■ Exercise brief
Please give back each line of the material unchanged, but without the images.

■ Input data
▬▬▬▬▬▬

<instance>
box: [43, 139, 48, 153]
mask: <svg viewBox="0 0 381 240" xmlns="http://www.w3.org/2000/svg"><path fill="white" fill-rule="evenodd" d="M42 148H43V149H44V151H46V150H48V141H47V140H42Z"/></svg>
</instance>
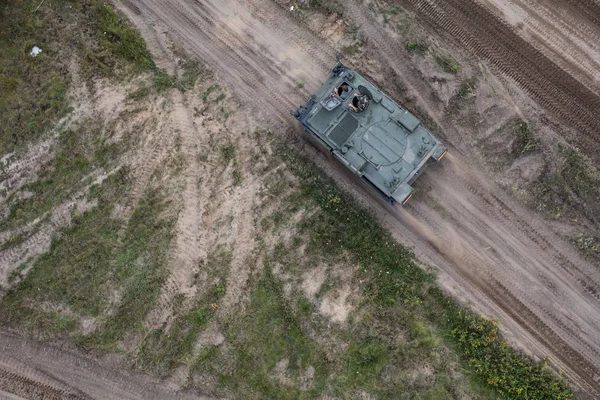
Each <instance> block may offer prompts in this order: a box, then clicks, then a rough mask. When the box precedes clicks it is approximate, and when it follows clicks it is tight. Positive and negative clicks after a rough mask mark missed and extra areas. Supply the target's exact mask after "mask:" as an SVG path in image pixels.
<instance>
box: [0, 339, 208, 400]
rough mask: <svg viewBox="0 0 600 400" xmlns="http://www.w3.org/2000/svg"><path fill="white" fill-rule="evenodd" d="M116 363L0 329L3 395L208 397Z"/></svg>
mask: <svg viewBox="0 0 600 400" xmlns="http://www.w3.org/2000/svg"><path fill="white" fill-rule="evenodd" d="M115 365H116V363H114V364H113V363H110V362H106V361H99V360H94V359H92V358H90V357H88V356H83V355H80V354H77V353H74V352H70V351H65V350H64V349H61V348H58V347H54V346H52V345H48V344H41V343H37V342H34V341H31V340H27V339H25V338H22V337H20V336H18V335H15V334H13V333H10V332H6V331H0V398H1V399H11V400H12V399H14V400H16V399H77V400H88V399H198V398H200V399H203V398H204V399H206V397H203V396H199V395H197V394H194V395H192V394H189V395H186V394H183V393H181V392H180V393H177V394H175V393H174V392H170V391H169V390H168V389H167V388H166V387H165V386H164V385H159V384H158V382H156V381H154V380H152V379H151V378H150V377H149V376H148V375H144V374H139V373H132V372H117V370H116V367H115Z"/></svg>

▬▬▬▬▬▬

■ Exercise result
<instance>
box: [43, 139, 48, 153]
mask: <svg viewBox="0 0 381 240" xmlns="http://www.w3.org/2000/svg"><path fill="white" fill-rule="evenodd" d="M42 148H43V149H44V151H46V150H48V141H47V140H42Z"/></svg>
</instance>
Each <instance> block may offer prompts in this order: a box, then clicks, then a rough mask. When the box precedes clicks it is approximate, and when it follows clicks it is tight. Positive and negative clicks after a rough mask mark missed and extra areas. Supply the target's exact mask after "mask:" as an SVG path in image pixels.
<instance>
box: [0, 339, 208, 400]
rough mask: <svg viewBox="0 0 600 400" xmlns="http://www.w3.org/2000/svg"><path fill="white" fill-rule="evenodd" d="M116 363L0 329L3 395L208 397Z"/></svg>
mask: <svg viewBox="0 0 600 400" xmlns="http://www.w3.org/2000/svg"><path fill="white" fill-rule="evenodd" d="M115 365H116V363H114V364H113V363H110V362H106V361H99V360H94V359H92V358H90V357H88V356H83V355H80V354H77V353H74V352H70V351H65V350H64V349H61V348H58V347H54V346H52V345H48V344H41V343H37V342H34V341H31V340H27V339H25V338H22V337H20V336H18V335H15V334H13V333H10V332H6V331H0V398H1V399H11V400H12V399H14V400H16V399H77V400H88V399H198V398H200V399H203V398H204V399H206V397H203V396H199V395H197V394H194V395H192V394H189V395H186V394H183V393H181V392H180V393H177V394H175V393H174V392H170V391H169V390H168V389H167V388H166V387H165V386H164V385H159V384H158V382H156V381H154V380H152V379H151V378H150V377H149V376H148V375H144V374H139V373H132V372H117V370H116V367H115Z"/></svg>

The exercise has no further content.